▸ **PROBLEMS TO WORK ON**:
- 1) List every figure number that the PMI commentary refers to.
- 2) Copy the passage of the PMI commentary starting at "Disinflation in progress: the" and ending at "future costs increases.".

▸ **TEXT SHOWN**:
No recession in sight: as the inventory cycle matures and supply chain issues fade, optimism for future output is surging in manufacturing. In the service sector demand continues to recover back towards its pre-pandemic trend.
February flash PMIs showed improvement for both manufacturing and non-manufacturing. G4 services new orders PMI registered 51.6, up 2.7 points on the month and the first expansion since June last year. New orders troughed in August last year at 46.6. For once services are leading: manufacturing new orders now look to have troughed too, improving to 45.4 from 43.7 in January (Figure 1). More impressive still is the strong rebound in forward looking optimism (Figures 2 and 3).
Disinflation in progress: the news on inflation was positive too, but with a slight sting in the tail. For global goods prices normal service (deflation) has pretty much resumed but of course service sector inflation is much stickier. (Figures 5 and 6).
In year on year terms core service sector inflation has dipped only slightly, but momentum has come down considerably over the last few months. For the US in particular non-manufacturing PMI output prices have been pointing towards further progress ahead (Figure 7). Meanwhile, consumers have clearly been shifting towards cheaper goods/services/suppliers in response to the cost of living shock last year. That mindset will also make it harder for firms to pass on future costs increases.
The sting in the tail is that, as the service sector recovery continues labour demand in the hospitality and retail is recovering too. Indeed, in US non-manufacturing PMI employment rose at the fastest pace since last September. And perhaps ominously the output price index for non-manufacturing ticked up slightly on the month. Fuel for the more hawkish members of the FOMC.

▸ **Extracted records**:
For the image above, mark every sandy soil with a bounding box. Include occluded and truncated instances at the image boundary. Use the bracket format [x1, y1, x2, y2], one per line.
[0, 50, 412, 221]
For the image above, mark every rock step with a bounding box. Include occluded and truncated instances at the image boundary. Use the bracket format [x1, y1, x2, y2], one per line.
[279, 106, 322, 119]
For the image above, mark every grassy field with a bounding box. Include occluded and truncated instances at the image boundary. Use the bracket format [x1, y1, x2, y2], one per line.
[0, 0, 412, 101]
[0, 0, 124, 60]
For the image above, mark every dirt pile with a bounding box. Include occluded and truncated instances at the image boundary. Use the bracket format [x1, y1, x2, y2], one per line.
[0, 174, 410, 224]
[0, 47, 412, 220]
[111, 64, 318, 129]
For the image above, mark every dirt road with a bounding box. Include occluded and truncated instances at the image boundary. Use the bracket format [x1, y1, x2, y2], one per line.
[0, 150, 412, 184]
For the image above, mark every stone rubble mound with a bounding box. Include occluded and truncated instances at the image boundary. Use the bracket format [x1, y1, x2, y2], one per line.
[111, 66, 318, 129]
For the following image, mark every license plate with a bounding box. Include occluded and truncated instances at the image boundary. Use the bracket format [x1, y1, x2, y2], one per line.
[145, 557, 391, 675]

---

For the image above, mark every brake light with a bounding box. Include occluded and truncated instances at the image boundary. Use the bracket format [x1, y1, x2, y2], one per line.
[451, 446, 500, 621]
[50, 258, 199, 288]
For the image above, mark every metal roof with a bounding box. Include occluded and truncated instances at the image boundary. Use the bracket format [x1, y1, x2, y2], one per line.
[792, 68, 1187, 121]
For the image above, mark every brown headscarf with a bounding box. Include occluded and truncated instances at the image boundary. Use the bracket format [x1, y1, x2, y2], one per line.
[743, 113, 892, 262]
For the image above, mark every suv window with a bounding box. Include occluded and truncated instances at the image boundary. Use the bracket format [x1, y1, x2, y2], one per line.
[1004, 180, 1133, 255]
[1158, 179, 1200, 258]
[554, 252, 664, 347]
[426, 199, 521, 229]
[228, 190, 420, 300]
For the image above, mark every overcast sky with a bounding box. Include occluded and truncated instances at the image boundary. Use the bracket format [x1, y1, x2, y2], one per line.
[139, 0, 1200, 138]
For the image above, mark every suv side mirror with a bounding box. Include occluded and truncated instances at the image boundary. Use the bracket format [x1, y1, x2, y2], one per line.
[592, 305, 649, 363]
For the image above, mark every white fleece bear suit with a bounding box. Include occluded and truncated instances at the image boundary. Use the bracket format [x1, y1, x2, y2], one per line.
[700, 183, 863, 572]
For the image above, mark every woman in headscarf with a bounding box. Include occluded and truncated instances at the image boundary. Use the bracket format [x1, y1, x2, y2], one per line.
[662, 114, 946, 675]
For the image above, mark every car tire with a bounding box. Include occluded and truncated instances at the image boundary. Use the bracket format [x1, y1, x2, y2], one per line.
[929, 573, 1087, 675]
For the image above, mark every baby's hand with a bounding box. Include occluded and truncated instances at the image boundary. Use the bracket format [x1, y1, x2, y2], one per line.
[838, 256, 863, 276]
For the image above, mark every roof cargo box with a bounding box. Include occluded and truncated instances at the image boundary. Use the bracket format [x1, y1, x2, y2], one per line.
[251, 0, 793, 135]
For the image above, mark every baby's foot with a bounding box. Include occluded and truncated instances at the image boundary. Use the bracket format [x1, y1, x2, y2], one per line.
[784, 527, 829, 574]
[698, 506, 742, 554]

▸ **LIST OF SOLUTIONS**:
- 1) 1, 2, 3, 5, 6, 7

- 2)
Disinflation in progress: the news on inflation was positive too, but with a slight sting in the tail. For global goods prices normal service (deflation) has pretty much resumed but of course service sector inflation is much stickier. (Figures 5 and 6).
In year on year terms core service sector inflation has dipped only slightly, but momentum has come down considerably over the last few months. For the US in particular non-manufacturing PMI output prices have been pointing towards further progress ahead (Figure 7). Meanwhile, consumers have clearly been shifting towards cheaper goods/services/suppliers in response to the cost of living shock last year. That mindset will also make it harder for firms to pass on future costs increases.